Questions:
1. Translate this sentence from the post about the first screening day into Spanish: "The end result of all this is that the government is not allowing large crowds of people to form."
2. In the post about the first screening day, rewrite the passage between "Those of you" and "a little cautious.", inclusive, switching "doctors" to "surgeons".

Document extract:
* * * * * * * * *

Anyone who knows me is probably aware that mornings rank right up there with Chinese water torture on my list of Things That Are Fun. As I've grown older, I've definitely moved out of the
Did you REALLY just wake me up? Now feel my wrath stage, but I'm still not terribly coherent before eight or nine. (Which, as a side note, makes it really interesting that my job has me starting my day at seven. Every single morning.)
Today was an exception.
Today, I set my alarm for four thirty, and woke up without ever pressing snooze. I was out of bed before the HoJ could even stir, gathering my things and hunting around for stickers. Because today was the first screening day.
Those of you who know Mercy Ships at all will be surprised at the term
first. Screening is generally done almost all at once, on one big screening day at the beginning of the outreach. Thousand of people show up and are processed through different stations, being seen by doctors and nurses and lab technicians to get them scheduled for surgeries or sent away gently if we can't help. This year it's very different. The Togolese government will be holding
presidential elections on the twenty-eighth of this month, and the campaign process has just started in earnest. No unrest is expected, but at the end of the day, this is West Africa; we've seen tragedy come from power changes so many times before, and everyone is a little cautious.
The end result of all this is that the government is not allowing large crowds of people to form. A couple thousand for a screening definitely counts as a large crowd, and so the whole process for finding patients has been reworked this year. We're going to do smaller screenings at different locations all throughout the outreach, filling up the surgery schedule as we go along, rather than all at once. This being the first of these days for the year, though, we expected a bit of a crowd.
That's where the four thirty comes in. At screening, everyone stands in a long line, and the earlier you get there, the earlier you'll be seen. Usually there are hundreds at the site who camp out overnight for a place in line. Today, after a bumpy drive through the dark, cool near-morning, we arrived to find just eight. Eight souls, huddled in a little group near the gate of the stadium we would be using.
Suddenly (at least to me) this all seemed like a bad idea. How were we ever going to fill the schedule, if only eight people were in line? Why were we there before dawn for just eight people? How was this going to work?
God, true to form, had other plans. I'm fairly sure He just wanted to get me praying sooner rather than later, because as I lifted my heart to Him and the night sky lightened to grey, they started arriving. One by one they came, getting in line with hope all over their faces. A mama carried twins, one with straight feet, one with crooked, and I smiled to myself because I knew we would help them. A little boy walked slowly past, his hand in his papa's, his legs bowed out, and I knew I would see him again, too.

* * * * * * * * *

Data for review:
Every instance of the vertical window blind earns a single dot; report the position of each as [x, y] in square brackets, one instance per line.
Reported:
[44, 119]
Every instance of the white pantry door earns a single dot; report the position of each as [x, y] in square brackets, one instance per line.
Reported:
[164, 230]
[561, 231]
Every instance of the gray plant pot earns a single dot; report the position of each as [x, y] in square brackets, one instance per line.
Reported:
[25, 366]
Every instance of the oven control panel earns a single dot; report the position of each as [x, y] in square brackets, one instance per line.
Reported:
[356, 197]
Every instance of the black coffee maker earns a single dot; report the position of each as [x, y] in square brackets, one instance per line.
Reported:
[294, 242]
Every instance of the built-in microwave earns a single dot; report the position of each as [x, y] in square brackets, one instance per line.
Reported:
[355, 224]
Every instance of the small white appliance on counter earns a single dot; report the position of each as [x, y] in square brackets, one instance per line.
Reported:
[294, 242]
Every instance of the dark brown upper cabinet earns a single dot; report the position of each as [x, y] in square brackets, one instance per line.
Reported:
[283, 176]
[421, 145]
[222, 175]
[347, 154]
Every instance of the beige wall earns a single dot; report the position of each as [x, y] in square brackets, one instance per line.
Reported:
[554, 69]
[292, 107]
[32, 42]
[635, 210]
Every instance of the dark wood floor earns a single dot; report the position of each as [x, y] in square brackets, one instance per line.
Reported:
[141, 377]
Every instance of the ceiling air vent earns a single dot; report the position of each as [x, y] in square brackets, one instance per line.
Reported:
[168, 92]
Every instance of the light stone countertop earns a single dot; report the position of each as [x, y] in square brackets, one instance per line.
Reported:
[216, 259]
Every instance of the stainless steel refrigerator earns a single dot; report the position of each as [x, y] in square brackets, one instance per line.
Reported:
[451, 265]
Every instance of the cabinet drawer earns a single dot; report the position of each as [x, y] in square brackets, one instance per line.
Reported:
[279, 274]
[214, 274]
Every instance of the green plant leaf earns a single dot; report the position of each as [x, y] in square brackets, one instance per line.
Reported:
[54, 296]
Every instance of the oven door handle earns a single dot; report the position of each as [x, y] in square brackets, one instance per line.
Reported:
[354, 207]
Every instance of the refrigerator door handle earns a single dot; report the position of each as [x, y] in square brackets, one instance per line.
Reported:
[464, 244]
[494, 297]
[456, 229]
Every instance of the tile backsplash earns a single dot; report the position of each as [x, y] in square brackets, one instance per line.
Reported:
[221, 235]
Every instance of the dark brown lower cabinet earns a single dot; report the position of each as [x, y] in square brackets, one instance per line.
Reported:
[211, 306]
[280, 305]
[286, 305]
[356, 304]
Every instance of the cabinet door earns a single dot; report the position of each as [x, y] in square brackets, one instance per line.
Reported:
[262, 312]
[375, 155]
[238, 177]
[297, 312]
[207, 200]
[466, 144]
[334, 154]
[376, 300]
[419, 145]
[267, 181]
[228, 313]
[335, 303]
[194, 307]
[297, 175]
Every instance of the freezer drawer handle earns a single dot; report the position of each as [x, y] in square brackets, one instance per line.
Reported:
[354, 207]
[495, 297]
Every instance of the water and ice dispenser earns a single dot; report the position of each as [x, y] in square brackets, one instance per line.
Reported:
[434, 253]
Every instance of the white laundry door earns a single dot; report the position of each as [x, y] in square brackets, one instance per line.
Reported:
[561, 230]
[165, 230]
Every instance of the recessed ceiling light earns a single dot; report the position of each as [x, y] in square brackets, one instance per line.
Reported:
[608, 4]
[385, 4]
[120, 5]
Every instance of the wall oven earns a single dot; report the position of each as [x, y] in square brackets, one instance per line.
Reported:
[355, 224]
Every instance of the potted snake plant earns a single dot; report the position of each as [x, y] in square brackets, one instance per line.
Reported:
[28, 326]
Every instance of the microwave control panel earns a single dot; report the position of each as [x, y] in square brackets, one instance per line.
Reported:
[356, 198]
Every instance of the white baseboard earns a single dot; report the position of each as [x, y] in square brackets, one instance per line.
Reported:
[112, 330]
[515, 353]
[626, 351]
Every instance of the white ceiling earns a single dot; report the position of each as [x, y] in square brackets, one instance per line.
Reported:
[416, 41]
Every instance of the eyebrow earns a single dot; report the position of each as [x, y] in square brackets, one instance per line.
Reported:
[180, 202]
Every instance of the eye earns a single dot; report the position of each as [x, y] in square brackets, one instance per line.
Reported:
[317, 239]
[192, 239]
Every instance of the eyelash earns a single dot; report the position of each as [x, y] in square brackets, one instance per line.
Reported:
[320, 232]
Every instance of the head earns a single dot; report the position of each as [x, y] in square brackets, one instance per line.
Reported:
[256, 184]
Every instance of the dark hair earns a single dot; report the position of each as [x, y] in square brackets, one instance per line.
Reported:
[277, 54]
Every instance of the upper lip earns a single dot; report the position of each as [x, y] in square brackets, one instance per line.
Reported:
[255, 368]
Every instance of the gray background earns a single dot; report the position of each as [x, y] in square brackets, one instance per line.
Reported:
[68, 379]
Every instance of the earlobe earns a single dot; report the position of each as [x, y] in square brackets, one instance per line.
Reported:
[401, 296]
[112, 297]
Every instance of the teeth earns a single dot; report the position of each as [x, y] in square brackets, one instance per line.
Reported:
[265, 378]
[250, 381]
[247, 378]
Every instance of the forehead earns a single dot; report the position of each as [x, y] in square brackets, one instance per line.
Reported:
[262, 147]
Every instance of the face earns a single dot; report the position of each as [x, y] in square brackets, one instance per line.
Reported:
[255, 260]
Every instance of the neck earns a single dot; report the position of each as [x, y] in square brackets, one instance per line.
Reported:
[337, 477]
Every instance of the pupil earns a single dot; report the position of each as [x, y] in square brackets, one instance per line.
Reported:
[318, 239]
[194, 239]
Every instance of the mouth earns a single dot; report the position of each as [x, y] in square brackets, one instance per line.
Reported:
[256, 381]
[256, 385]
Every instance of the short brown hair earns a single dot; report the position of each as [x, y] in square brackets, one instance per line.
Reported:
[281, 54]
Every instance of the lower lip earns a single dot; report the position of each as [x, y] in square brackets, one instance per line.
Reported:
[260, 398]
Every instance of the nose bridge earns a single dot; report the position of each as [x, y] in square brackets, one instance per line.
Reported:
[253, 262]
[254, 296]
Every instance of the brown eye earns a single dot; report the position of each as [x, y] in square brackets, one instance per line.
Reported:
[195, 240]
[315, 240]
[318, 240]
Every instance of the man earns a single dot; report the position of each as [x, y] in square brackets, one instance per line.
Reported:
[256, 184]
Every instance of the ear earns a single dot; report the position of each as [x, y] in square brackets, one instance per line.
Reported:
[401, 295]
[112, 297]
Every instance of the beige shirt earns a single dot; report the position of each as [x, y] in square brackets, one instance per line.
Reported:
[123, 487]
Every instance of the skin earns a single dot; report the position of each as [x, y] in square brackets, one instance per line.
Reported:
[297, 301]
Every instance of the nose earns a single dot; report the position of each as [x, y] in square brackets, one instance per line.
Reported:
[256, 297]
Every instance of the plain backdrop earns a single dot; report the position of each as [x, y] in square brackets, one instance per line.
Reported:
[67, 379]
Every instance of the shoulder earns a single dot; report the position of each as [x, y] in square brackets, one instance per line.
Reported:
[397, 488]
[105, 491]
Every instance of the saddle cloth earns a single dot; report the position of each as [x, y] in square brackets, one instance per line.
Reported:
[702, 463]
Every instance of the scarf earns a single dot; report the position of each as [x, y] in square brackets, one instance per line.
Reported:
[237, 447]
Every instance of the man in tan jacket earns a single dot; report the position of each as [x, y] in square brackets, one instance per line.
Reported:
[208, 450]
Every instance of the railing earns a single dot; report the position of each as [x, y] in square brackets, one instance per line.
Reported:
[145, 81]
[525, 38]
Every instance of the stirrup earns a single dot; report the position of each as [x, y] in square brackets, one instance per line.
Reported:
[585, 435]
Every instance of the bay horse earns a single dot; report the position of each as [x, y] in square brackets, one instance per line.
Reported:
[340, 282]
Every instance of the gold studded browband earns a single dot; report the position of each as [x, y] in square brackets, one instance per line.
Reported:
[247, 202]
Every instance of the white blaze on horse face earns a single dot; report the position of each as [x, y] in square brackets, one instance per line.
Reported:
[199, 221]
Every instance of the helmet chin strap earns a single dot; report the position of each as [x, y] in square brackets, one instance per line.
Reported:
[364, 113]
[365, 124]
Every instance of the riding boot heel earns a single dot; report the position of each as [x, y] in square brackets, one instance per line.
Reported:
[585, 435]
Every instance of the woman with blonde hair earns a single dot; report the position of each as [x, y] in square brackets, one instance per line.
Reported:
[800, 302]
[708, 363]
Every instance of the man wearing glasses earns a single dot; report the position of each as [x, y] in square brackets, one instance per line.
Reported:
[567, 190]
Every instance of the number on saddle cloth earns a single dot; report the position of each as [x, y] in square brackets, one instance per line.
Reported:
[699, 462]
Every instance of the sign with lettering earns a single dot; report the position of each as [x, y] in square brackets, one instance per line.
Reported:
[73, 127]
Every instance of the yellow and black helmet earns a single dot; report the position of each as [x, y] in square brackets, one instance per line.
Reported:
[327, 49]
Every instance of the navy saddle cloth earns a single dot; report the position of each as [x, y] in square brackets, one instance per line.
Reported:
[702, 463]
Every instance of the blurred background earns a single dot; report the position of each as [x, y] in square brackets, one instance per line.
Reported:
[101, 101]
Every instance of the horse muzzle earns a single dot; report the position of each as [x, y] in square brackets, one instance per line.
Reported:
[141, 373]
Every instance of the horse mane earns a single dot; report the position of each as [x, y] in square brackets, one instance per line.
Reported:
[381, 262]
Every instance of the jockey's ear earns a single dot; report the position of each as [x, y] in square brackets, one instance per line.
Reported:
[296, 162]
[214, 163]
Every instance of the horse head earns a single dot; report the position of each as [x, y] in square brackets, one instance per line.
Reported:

* * * * * * * * *

Expected outputs:
1. El resultado final de todo esto es que el gobierno no está permitiendo que se formen grandes multitudes de personas.

2.
Those of you who know Mercy Ships at all will be surprised at the term
first. Screening is generally done almost all at once, on one big screening day at the beginning of the outreach. Thousand of people show up and are processed through different stations, being seen by surgeons and nurses and lab technicians to get them scheduled for surgeries or sent away gently if we can't help. This year it's very different. The Togolese government will be holding
presidential elections on the twenty-eighth of this month, and the campaign process has just started in earnest. No unrest is expected, but at the end of the day, this is West Africa; we've seen tragedy come from power changes so many times before, and everyone is a little cautious.